[Exercise instructions]
A) Translate this sentence from the Untraceable review into Spanish: "Both actresses are quite good at their craft, both have a natural way of presenting themselves and they look good on camera."
B) Resume the Untraceable review, starting right after its final sentence.

[Passage shown]
:::::
Movie Review – Untraceable
– Summary –
Director : Gregory Hoblit
Cast : Diane lane, Colin Hanks, Joseph Cross, Billy Burke
Year Of Release : 2008
Length : 100 Minutes
Synopsis: A forensic computer analyst with the FBI becomes the target of a violent, psychopathic computer website host, when he streams live murders onto the internet, taunting the viewing public into assisting with the killing. The race is on to uncover both his identity, and his next victim, before it’s too late.
Review : Interesting, if somewhat morbid, and contrived thrill killing flick, with Diane Lane on cruise control and director Greg Hoblit trying (in vain) to extricate his cast from what is, essentially, a glorified torture porn exercise. The mystery is only slightly better than any episode of Law & order, and the outcome somewhat contemptuous of the build-up that comes before it. A let-down.
I have a theory, you know, about films starring either Ashley Judd or Diane Lane. Both actresses are quite good at their craft, both have a natural way of presenting themselves and they look good on camera. The problem is, neither one of those fine women can pick a decent film to be in. Judd has appeared in some of the most over hyped films that ended up being turkeys that I can remember. Kiss The Girls managed to sucker everybody in to watch it, but ended up being a run-of-the-mill crime “thriller”. I use the term thriller loosely. Double Jeopardy, another Judd film, was an utter waste of decent talent both in front of, and behind, the camera. She was miscast in Frida and was good in the poorly received De-Lovely. She’s an actress with so much potential that’s gone begging by the generic scripting of Hollywood.
:::::
[Given material]

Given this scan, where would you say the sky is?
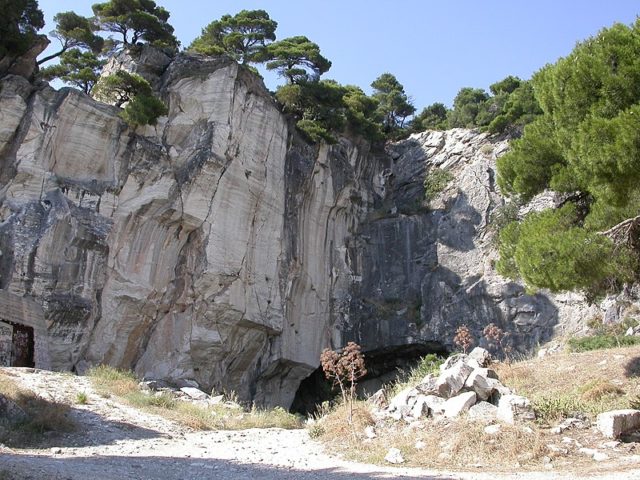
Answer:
:::::
[Answers below]
A) Ambas actrices son bastante buenas en su oficio, ambas tienen una forma natural de presentarse y lucen bien ante la cámara.

B)
Take Lane as well. Her oeuvre includes such pearls as the recent Jumper, The Glass House, The Perfect Storm, Jack, Judge Dredd, Knight Moves and My Dog Skip. Better films of hers include Hollywoodland, Unfaithful (almost borderline though), Murder at 1600 (by-the-numbers, but solid) and Chaplin (bit part), so as you can see, she’s a been somewhat hit-and-miss. Generally, a Diane Lane film will have a couple of things going for it: Lane gives even the poorest script more value than it’s worth (Judge Dredd) and she’s attractive, so even if the film’s Crap you can at least have something good to watch.
Both actresses are similar in career paths, as near as I can tell.
Studio heads love them, audiences love them, but they keep making rubbish films in amongst the occasional pearler. But both have unlived potential that has robbed their careers of momentum to make themselves true stars.
Untraceable, while purporting to show the limitless power of the internet, intends well, but falls into the category previously ascertained as Crap. Lane stars as a cybercrime officer with the FBI, Jennifer Marsh, pulling night duty to help care for her daughter. Her partner and friend, played with wide-eyed enthusiasm by Colin Hanks, is quick with the sardonic retort and their rapport on screen is wonderful.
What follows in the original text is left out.